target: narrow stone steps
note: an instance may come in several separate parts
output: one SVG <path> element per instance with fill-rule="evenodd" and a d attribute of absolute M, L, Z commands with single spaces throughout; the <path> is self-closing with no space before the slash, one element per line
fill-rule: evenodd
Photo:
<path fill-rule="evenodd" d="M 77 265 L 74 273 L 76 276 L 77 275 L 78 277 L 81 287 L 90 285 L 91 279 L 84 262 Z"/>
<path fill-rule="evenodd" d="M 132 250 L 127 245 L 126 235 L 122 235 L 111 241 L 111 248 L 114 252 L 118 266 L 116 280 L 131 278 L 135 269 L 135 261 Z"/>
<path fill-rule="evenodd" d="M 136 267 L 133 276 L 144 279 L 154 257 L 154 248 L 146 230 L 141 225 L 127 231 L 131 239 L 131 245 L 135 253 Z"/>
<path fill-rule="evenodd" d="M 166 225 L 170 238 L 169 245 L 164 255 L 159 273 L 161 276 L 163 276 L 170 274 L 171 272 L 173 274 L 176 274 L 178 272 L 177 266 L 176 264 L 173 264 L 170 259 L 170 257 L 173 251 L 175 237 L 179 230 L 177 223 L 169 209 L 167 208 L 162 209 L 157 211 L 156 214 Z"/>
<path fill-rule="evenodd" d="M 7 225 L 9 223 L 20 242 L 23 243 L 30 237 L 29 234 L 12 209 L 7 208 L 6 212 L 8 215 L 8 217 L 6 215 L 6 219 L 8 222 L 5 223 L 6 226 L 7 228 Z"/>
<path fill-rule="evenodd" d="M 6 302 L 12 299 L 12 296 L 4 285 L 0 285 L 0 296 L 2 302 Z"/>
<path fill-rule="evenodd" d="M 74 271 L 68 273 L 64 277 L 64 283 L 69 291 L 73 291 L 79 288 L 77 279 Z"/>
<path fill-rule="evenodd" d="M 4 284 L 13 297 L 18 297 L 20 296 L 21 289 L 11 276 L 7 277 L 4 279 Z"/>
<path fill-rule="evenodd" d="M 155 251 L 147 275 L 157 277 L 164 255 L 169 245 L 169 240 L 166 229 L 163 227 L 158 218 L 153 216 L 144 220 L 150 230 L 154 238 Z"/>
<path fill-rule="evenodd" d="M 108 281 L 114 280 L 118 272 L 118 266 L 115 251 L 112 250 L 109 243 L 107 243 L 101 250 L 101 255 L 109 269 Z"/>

* _Stated goal_: Copy out the rows above in full, swapping "stone" for "concrete" and changing nothing else.

* _The output_:
target: narrow concrete steps
note: an instance may come in several separate parts
output: one SVG <path> element per instance with fill-rule="evenodd" and a d attribute of absolute M, L, Z commands with single spaces throughout; the <path> is self-closing with no space before the slash, one element per line
fill-rule: evenodd
Photo:
<path fill-rule="evenodd" d="M 77 265 L 74 273 L 76 276 L 77 275 L 78 277 L 81 287 L 90 285 L 91 279 L 84 262 Z"/>
<path fill-rule="evenodd" d="M 132 250 L 127 245 L 126 235 L 122 235 L 111 241 L 111 248 L 114 252 L 118 266 L 116 280 L 131 278 L 135 269 L 135 261 Z"/>
<path fill-rule="evenodd" d="M 136 267 L 133 276 L 144 279 L 154 257 L 154 248 L 146 230 L 141 225 L 127 231 L 131 239 L 131 245 L 135 253 Z"/>
<path fill-rule="evenodd" d="M 166 225 L 170 238 L 169 245 L 164 255 L 159 273 L 161 276 L 163 276 L 170 274 L 171 272 L 173 274 L 176 274 L 178 272 L 177 266 L 176 264 L 173 264 L 170 259 L 170 257 L 173 251 L 175 237 L 179 230 L 177 223 L 169 209 L 167 208 L 162 209 L 157 211 L 156 214 Z"/>
<path fill-rule="evenodd" d="M 7 225 L 9 223 L 20 242 L 23 243 L 30 237 L 29 234 L 12 209 L 7 208 L 6 212 L 8 215 L 8 217 L 6 215 L 6 219 L 8 222 L 5 223 L 6 226 L 7 228 Z"/>
<path fill-rule="evenodd" d="M 6 302 L 12 299 L 12 296 L 4 285 L 0 285 L 0 296 L 2 302 Z"/>
<path fill-rule="evenodd" d="M 74 271 L 68 273 L 64 277 L 64 283 L 69 291 L 73 291 L 79 288 L 77 279 Z"/>
<path fill-rule="evenodd" d="M 4 284 L 13 297 L 18 297 L 20 296 L 21 289 L 11 276 L 7 277 L 4 279 Z"/>
<path fill-rule="evenodd" d="M 155 251 L 147 275 L 157 277 L 164 255 L 169 245 L 169 240 L 166 229 L 163 227 L 158 218 L 153 216 L 144 220 L 150 230 L 154 238 Z"/>
<path fill-rule="evenodd" d="M 108 281 L 114 280 L 118 272 L 118 266 L 115 251 L 112 250 L 109 243 L 107 243 L 101 250 L 101 255 L 109 269 Z"/>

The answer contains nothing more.